▸ Problem to solve
Scan the entries below for the word "target". Copy each line that has it.

▸ Dataset records
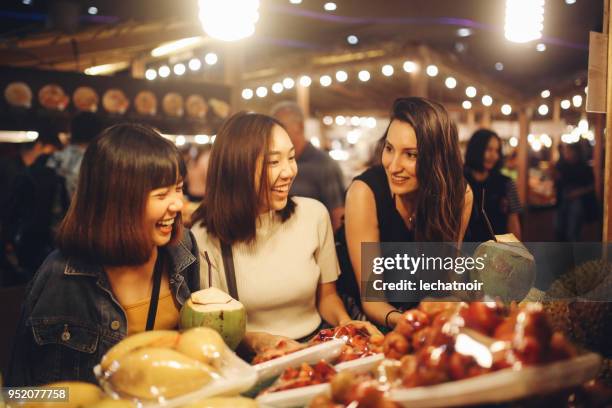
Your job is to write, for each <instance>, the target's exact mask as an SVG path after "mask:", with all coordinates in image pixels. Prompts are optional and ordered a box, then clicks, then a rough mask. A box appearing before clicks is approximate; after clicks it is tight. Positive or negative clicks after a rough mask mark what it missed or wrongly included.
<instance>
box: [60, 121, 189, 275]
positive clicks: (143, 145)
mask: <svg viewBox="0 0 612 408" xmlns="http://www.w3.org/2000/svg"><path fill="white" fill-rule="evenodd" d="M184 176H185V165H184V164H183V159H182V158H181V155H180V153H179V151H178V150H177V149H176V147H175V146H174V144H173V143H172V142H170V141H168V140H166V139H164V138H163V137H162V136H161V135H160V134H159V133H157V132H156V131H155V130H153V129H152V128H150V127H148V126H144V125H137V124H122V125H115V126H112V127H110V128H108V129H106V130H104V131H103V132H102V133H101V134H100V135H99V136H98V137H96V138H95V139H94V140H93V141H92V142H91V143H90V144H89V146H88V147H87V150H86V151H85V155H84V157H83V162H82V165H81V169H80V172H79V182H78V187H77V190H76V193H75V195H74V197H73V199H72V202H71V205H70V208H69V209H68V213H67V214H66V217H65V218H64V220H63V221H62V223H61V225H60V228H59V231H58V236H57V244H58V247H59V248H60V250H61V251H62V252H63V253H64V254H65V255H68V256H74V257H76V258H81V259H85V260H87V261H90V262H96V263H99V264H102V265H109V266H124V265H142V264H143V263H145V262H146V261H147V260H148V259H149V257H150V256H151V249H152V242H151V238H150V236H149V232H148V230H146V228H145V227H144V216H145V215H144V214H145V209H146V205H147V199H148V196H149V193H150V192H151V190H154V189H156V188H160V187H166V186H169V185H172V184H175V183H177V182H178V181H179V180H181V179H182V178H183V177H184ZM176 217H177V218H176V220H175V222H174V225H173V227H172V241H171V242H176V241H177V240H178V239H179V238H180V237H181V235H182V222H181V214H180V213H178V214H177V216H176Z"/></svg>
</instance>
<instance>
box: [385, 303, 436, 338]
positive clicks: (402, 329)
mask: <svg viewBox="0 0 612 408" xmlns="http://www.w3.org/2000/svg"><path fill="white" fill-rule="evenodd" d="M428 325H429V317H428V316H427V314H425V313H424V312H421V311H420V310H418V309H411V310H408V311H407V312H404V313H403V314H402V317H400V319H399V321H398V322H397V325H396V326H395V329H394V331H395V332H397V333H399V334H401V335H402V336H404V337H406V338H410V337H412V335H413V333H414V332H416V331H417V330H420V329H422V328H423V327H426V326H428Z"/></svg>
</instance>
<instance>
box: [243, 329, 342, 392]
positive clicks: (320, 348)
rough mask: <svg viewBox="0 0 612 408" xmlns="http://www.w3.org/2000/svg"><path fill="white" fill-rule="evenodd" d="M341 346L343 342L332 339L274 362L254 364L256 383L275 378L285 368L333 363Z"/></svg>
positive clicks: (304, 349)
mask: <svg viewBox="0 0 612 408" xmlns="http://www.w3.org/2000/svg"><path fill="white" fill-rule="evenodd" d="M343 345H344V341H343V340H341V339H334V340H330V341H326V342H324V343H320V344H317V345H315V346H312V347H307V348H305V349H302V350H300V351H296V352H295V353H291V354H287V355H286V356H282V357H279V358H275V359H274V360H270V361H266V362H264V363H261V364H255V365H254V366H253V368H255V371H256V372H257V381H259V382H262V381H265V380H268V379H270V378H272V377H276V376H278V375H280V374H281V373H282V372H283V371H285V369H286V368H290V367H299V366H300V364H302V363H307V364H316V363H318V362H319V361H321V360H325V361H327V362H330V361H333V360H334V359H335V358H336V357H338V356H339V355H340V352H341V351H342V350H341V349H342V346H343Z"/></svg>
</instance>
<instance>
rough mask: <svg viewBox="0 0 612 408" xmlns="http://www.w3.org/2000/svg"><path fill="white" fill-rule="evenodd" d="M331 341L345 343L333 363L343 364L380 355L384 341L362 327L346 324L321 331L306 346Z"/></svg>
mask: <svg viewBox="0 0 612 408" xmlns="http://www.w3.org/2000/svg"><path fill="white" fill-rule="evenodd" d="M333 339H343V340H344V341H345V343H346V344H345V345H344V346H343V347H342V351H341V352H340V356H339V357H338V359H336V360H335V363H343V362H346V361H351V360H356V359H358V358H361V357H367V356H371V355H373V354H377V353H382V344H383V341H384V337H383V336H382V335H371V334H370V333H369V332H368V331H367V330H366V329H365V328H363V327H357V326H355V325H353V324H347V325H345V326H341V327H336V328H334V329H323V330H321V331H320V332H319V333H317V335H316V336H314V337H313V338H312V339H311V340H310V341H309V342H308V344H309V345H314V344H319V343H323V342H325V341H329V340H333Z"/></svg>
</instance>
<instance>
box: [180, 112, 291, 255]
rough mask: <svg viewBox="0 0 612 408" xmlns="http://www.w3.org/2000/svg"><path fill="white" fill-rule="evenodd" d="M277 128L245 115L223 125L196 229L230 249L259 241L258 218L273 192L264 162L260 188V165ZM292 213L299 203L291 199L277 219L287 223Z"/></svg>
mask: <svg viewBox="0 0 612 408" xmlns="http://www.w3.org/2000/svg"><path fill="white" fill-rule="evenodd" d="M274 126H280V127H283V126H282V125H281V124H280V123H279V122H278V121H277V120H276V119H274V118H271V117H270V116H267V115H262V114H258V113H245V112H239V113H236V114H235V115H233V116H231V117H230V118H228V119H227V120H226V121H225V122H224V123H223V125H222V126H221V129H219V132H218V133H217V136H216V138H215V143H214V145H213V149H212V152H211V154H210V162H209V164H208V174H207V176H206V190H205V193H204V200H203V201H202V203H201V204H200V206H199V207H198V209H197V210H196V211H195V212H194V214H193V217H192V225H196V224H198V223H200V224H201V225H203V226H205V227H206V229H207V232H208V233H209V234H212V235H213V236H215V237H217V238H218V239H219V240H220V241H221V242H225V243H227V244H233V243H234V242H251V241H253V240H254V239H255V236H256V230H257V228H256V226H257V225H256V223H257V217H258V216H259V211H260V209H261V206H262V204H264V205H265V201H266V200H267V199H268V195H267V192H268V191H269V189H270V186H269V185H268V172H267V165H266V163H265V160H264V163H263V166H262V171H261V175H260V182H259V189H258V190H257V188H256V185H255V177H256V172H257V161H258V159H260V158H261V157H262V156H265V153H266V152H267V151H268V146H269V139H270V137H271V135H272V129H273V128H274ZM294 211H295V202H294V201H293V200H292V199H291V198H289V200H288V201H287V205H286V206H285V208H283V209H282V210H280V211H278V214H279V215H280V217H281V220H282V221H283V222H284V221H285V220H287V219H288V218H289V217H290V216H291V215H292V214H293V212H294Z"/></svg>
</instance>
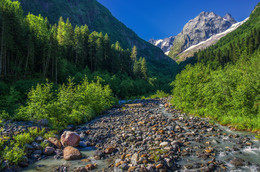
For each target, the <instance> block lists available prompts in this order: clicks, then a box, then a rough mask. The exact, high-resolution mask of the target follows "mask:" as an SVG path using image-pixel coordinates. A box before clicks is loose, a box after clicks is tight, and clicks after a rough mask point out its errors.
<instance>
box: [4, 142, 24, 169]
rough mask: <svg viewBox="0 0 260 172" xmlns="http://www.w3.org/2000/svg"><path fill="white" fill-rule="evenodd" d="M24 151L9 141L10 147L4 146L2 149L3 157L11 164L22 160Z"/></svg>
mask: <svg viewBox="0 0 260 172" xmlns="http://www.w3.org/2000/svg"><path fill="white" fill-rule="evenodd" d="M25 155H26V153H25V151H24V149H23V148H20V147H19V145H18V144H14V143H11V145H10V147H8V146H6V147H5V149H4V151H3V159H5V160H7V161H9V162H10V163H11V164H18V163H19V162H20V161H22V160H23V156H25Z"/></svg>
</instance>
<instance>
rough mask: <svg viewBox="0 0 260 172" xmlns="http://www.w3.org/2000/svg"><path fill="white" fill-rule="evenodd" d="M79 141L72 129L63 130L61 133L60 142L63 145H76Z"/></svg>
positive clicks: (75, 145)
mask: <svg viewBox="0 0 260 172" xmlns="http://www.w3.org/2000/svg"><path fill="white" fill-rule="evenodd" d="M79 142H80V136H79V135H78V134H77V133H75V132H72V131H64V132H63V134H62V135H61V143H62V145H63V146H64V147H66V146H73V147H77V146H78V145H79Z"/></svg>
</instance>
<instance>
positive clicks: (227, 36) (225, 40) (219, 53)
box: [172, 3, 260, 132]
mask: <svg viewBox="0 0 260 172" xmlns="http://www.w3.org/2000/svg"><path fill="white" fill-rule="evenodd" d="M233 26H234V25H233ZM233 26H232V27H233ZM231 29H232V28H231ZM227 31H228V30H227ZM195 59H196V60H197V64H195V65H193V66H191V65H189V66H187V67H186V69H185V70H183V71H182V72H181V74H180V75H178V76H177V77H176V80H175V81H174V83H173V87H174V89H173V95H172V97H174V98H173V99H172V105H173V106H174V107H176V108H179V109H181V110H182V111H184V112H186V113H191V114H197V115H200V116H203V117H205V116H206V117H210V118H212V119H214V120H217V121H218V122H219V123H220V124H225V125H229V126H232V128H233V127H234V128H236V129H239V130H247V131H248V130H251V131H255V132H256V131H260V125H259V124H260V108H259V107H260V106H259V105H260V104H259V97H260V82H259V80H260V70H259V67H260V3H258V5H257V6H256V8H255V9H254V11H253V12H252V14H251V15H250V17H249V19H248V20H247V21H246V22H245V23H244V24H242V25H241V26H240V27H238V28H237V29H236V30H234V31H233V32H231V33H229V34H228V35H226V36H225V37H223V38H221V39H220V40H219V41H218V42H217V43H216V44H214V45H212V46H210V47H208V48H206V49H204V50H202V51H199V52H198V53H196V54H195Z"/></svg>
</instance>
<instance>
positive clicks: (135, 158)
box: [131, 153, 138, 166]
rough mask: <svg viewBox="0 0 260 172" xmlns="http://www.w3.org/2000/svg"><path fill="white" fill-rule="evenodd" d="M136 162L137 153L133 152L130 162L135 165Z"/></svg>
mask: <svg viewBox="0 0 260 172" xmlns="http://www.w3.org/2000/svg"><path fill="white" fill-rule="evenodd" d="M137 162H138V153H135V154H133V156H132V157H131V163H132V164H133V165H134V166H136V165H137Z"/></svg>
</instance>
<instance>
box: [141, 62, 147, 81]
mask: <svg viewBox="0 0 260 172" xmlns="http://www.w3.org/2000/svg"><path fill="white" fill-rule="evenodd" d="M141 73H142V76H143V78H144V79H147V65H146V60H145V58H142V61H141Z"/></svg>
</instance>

▸ Solution to the problem
Your job is to write, for each <instance>, the target's exact mask as an SVG path after "mask:", with all coordinates in image pixels. Prompts are optional and ordered a box, then clicks, then a rough mask. A box appearing before clicks is approximate; after clicks it is tight. Positive or negative clicks after a rough mask mark what it missed or wrongly included.
For each target, the <instance> block lists available prompts in this order: clicks, then a box, then a rough mask. The exact, high-resolution mask of the target follows "mask:" as an SVG path using image-pixel coordinates. A box before clicks is loose, a box after clicks is tight, and clicks after a rough mask point out its errors.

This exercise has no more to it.